++++ Provided records

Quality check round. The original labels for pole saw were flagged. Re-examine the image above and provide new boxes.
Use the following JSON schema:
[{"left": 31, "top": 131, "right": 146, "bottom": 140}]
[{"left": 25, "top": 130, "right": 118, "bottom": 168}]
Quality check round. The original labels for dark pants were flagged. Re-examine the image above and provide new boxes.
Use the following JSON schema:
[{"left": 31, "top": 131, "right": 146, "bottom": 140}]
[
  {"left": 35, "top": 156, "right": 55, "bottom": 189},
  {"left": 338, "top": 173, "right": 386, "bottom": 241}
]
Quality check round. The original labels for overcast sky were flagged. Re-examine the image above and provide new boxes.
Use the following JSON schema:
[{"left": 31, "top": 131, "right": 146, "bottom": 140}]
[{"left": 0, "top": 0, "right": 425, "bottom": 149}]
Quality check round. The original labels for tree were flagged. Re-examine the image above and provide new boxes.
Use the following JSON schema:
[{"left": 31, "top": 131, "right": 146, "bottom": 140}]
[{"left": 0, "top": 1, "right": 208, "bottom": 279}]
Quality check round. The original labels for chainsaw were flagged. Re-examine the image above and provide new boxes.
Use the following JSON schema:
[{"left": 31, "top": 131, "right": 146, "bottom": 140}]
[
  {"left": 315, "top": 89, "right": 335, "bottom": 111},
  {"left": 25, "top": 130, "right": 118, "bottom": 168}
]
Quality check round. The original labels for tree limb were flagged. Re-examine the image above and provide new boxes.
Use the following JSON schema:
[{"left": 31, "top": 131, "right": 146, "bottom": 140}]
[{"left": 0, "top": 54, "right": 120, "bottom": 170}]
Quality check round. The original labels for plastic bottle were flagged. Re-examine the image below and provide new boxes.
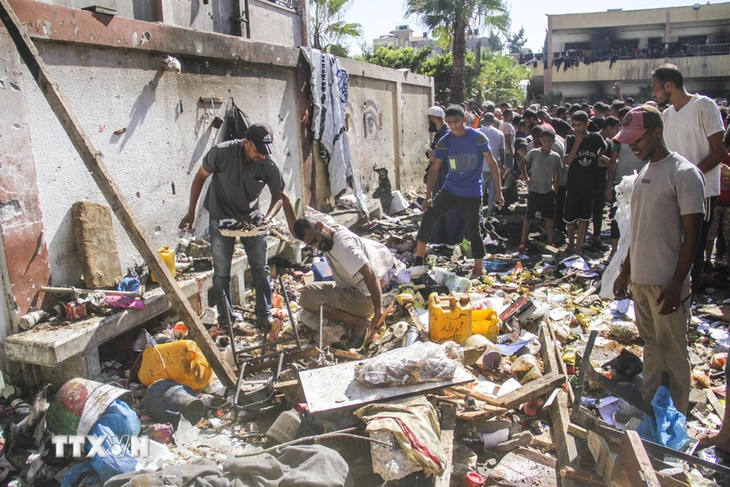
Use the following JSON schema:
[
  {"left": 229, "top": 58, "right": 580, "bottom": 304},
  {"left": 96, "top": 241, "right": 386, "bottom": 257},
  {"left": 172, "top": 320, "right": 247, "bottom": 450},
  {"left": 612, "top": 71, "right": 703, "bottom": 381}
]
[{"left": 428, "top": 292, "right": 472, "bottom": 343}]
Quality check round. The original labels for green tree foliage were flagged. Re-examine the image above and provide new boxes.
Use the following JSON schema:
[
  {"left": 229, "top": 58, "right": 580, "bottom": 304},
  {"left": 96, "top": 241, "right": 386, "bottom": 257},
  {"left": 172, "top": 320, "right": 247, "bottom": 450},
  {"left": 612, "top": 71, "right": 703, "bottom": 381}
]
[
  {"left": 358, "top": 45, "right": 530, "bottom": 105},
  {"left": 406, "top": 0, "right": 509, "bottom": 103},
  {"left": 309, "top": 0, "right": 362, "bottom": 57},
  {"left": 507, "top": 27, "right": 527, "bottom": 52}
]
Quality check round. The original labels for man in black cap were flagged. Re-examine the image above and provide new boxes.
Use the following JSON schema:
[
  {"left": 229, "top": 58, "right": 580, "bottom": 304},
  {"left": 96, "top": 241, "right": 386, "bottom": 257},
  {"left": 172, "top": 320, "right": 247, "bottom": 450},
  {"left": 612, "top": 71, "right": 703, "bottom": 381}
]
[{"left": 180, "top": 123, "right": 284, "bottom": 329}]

++++++++
++++ Provided records

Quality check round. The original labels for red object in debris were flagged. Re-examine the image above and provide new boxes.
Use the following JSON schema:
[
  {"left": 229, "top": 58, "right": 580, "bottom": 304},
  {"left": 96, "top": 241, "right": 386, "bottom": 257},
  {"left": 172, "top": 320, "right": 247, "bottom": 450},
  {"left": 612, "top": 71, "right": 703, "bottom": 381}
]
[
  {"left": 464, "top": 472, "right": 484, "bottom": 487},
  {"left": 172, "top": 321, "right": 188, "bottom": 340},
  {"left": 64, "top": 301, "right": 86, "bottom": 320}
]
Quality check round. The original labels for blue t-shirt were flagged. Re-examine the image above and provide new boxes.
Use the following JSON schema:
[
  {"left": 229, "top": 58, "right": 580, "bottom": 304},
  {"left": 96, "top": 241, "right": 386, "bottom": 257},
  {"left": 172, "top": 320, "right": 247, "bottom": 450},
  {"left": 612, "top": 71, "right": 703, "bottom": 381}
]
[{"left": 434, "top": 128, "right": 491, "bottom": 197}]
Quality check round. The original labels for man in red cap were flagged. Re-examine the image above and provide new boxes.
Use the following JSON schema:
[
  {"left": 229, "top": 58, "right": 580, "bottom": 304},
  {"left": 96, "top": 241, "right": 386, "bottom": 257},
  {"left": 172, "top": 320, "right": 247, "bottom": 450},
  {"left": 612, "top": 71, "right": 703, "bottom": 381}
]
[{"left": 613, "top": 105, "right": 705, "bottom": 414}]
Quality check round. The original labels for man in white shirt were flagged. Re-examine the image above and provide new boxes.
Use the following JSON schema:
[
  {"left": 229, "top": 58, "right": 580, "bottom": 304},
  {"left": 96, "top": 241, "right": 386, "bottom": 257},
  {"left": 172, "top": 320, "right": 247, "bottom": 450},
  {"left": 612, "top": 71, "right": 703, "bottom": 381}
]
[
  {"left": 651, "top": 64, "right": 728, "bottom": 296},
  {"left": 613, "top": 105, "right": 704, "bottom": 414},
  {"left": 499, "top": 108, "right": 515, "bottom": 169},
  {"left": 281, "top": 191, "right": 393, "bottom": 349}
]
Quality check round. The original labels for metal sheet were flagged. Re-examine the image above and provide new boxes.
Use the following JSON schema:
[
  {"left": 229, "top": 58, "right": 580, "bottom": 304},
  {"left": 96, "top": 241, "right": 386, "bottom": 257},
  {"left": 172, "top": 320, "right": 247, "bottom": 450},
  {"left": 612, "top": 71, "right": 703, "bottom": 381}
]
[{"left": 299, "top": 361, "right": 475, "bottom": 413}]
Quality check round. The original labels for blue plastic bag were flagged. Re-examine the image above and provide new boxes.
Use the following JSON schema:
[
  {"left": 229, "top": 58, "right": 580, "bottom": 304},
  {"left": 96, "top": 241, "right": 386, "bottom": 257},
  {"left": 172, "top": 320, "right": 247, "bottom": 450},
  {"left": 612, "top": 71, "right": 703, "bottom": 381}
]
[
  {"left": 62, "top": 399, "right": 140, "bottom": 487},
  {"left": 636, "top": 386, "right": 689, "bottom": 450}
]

++++++++

Objective – Filter the listing above, keeping only those lines that contain the word "blue", and copy each of them out.

Completed exercise –
Quality check round. The original labels for blue t-shirt were flagged. Re-examine the image above and provide new boxes.
Quality check round. The original labels for blue plastic bag were flagged. Re-examine the image above and provide new boxes.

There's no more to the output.